# What you are asked to do
Retype, without any change, the lines of the listing starting at the line that contains "written as (28,173)." and continuing through the end of the listing.

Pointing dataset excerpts
----------------
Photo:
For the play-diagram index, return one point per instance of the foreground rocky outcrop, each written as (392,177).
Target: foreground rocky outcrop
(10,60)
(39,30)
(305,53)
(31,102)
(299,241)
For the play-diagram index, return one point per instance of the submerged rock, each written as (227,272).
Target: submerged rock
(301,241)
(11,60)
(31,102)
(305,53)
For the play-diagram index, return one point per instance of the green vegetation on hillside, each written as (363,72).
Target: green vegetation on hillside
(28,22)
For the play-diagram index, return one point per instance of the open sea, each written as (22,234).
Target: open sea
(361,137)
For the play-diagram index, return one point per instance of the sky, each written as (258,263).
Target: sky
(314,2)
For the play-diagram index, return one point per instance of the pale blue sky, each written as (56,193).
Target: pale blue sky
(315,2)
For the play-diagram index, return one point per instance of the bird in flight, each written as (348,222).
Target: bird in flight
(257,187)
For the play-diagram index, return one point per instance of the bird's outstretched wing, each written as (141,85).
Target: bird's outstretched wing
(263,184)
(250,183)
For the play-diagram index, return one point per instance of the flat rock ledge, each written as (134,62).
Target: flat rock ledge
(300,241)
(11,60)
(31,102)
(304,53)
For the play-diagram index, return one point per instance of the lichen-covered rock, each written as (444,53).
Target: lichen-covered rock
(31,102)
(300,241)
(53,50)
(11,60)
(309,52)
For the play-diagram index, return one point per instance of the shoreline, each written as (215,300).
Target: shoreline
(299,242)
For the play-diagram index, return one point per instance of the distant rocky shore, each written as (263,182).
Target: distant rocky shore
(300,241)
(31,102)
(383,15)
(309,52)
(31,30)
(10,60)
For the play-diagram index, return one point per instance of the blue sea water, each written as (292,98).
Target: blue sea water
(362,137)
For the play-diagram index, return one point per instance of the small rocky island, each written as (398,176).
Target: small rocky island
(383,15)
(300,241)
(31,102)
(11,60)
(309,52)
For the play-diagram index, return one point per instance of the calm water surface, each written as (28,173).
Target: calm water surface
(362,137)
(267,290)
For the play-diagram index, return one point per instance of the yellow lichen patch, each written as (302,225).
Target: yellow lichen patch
----------------
# Correct response
For the play-diagram index, return one point per instance of the calm water surface, each written as (28,173).
Target: calm water surface
(362,137)
(267,290)
For the play-diagram index, return one point per instance of the yellow lichen patch, each written as (302,225).
Target: yellow lichen patch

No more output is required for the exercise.